## Kaynak metin
=====
Son yıllarda insanların tahammül eşiği gözle görülür şekilde düşerken, küçücük olaylara büyük tepkiler verilmesi artık sıradan hale geldi.
Çabuk sinirlenmenin arkasındaki görünmeyen nedenler!
Peki bu artan sinirlilik hali sadece zamanın ruhuyla mı açıklanmalı? Uzman Klinik Psikolog Kaan Üçyıldız’a göre cevap, oldukça derin ve çok katmanlı.
Tetikte sinir sistemi: Modern çağın yeni normali
Üçyıldız, modern yaşamın koşullarının insan sinir sistemini sürekli tetikte tuttuğunu belirterek, “İnsan bedeni tarih boyunca fiziksel tehlikelere karşı hızlı tepki verecek şekilde evrimleşti. Ancak günümüzde tehditler daha çok zihinsel düzeyde. Sürekli koşturma, belirsizlik, sosyal baskı ve ekonomik kaygılar, sinir sistemini dinlenemez hale getiriyor” dedi.
=====
## Ham veri
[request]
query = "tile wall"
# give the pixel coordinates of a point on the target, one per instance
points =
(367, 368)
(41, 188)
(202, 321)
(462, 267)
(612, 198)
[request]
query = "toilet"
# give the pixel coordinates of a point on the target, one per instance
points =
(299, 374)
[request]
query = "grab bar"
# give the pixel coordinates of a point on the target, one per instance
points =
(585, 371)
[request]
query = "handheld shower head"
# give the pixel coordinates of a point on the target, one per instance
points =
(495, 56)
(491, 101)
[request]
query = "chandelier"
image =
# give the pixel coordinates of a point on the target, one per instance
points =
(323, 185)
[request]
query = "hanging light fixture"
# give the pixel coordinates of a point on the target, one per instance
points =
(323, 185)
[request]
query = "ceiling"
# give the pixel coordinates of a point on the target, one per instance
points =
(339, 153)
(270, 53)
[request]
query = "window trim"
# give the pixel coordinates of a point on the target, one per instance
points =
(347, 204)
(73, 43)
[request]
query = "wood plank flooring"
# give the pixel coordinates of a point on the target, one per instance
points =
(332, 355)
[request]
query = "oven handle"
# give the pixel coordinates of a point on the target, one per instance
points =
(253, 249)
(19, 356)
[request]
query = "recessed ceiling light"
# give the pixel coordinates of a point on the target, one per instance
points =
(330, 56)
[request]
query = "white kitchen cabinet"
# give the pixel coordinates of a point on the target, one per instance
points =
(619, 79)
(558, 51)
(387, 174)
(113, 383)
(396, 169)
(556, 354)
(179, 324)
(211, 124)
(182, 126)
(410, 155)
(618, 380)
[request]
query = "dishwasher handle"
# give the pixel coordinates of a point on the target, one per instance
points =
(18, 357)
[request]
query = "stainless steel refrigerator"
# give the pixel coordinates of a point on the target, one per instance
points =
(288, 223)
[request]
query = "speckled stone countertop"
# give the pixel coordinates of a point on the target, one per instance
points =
=====
## Görev metni
Kaynak metinde "Son yıllarda insanların" ile "ve çok katmanlı." arasındaki bölümü, ikisi de dahil olmak üzere, "sinirlilik" yerine "öfke" koyarak yeniden yazın.

## Sorunun cevabı
Son yıllarda insanların tahammül eşiği gözle görülür şekilde düşerken, küçücük olaylara büyük tepkiler verilmesi artık sıradan hale geldi.
Çabuk sinirlenmenin arkasındaki görünmeyen nedenler!
Peki bu artan öfke hali sadece zamanın ruhuyla mı açıklanmalı? Uzman Klinik Psikolog Kaan Üçyıldız’a göre cevap, oldukça derin ve çok katmanlı.